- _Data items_

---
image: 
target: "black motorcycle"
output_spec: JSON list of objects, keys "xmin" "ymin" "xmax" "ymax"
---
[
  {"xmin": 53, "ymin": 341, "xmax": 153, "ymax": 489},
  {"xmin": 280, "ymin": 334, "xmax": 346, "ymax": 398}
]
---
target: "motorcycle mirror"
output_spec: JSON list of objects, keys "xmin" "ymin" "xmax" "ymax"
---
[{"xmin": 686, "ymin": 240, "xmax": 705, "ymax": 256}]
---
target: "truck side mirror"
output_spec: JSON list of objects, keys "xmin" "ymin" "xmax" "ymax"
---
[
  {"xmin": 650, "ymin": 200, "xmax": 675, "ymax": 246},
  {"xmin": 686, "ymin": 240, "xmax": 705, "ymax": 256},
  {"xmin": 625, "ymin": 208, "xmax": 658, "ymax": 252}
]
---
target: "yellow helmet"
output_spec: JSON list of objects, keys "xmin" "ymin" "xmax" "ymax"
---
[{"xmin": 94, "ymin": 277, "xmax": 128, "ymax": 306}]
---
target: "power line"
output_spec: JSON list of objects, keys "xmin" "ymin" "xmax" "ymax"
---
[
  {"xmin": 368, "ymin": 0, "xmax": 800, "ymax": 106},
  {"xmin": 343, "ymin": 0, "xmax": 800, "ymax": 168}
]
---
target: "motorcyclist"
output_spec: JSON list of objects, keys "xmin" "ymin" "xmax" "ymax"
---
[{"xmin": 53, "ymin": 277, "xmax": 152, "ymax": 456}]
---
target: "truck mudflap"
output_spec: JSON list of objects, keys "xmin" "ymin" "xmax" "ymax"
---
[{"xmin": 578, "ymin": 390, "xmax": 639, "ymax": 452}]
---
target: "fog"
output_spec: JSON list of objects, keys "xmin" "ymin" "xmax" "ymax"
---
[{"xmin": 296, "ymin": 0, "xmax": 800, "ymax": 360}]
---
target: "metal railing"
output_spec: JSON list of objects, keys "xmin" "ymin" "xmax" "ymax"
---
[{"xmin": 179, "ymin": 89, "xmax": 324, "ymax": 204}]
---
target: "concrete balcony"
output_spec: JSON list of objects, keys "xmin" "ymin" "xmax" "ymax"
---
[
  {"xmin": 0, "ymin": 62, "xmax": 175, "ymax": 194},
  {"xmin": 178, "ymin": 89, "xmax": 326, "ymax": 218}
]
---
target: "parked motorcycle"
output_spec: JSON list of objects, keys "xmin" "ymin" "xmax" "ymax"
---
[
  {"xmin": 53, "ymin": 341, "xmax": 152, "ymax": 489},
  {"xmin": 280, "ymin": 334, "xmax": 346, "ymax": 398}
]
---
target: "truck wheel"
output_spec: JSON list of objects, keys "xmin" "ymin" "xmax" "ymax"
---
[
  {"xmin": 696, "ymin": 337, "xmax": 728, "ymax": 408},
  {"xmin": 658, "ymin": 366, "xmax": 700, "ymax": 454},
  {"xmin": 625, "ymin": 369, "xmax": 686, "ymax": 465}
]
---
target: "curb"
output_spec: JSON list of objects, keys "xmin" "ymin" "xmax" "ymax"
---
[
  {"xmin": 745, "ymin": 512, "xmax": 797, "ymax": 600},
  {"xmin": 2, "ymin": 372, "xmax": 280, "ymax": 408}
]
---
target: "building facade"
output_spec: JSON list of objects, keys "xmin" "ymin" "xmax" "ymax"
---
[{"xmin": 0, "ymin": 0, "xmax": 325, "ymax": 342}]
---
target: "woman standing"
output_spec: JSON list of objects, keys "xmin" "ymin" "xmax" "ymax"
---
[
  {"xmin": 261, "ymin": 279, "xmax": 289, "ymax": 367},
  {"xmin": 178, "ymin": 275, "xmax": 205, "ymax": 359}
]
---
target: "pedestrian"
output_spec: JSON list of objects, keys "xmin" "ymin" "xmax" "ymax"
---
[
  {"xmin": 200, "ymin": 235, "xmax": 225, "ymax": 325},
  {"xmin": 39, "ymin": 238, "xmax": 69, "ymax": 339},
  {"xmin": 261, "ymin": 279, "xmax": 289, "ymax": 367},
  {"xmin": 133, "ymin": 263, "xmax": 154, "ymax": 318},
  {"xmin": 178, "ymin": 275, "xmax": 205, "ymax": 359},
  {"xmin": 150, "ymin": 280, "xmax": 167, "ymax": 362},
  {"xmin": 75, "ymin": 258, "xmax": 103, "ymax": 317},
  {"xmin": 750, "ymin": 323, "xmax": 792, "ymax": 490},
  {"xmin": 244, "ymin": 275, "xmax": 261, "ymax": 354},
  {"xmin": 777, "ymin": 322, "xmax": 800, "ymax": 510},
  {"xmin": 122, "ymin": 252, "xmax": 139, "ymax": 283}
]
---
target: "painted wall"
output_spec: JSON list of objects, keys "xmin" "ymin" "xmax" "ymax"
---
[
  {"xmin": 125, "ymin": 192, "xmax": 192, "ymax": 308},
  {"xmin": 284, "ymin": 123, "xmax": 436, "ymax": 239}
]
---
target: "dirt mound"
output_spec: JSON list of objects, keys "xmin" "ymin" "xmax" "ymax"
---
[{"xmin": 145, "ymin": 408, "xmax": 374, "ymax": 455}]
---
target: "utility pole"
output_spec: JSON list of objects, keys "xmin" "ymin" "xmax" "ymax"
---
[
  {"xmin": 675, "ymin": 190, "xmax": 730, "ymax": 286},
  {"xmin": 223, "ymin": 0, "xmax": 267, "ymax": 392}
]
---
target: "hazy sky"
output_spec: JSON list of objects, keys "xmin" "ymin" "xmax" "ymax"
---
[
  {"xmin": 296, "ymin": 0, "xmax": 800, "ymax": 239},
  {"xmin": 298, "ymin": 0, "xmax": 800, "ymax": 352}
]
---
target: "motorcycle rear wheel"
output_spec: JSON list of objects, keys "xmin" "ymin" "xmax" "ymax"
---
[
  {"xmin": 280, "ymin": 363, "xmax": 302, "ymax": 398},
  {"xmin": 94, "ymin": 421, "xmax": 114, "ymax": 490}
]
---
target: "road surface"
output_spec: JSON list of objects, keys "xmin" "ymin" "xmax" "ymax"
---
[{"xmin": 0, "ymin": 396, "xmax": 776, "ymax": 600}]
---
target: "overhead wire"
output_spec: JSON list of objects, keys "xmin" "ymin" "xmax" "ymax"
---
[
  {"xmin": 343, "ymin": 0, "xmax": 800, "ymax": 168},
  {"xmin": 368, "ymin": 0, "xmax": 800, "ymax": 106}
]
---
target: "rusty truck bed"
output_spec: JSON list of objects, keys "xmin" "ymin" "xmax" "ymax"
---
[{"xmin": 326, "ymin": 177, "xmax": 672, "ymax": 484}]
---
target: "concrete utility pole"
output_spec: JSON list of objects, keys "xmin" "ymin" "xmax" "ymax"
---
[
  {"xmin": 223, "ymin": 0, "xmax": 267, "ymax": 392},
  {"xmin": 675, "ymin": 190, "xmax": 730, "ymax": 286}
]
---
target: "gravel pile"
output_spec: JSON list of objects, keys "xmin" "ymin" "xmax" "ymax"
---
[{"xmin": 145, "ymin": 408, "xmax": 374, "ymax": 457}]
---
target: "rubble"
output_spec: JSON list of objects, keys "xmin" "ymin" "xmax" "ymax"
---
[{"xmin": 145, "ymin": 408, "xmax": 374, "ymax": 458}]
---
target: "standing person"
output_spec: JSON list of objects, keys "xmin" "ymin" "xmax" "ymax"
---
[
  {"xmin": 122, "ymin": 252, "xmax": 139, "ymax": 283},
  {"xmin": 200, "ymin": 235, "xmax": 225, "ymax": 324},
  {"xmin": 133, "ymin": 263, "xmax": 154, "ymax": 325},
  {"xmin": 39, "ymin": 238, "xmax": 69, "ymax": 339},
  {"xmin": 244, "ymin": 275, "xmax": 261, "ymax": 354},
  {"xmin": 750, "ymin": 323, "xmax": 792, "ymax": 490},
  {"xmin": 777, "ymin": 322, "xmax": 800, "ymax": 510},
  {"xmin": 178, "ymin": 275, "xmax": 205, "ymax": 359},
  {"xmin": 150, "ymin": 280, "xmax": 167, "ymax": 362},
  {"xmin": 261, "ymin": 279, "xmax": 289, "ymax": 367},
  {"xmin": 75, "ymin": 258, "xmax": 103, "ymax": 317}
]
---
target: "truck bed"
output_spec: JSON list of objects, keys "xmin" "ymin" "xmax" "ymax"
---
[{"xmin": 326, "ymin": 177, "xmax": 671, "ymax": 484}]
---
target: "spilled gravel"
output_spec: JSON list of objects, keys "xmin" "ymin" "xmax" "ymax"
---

- _What you are asked to do_
Pick out each line of the entries above that contains the string "wheel", treating uppercase and lowercase letters as different.

- _Solution to this exercise_
target: "truck wheel"
target: "motorcycle rear wheel"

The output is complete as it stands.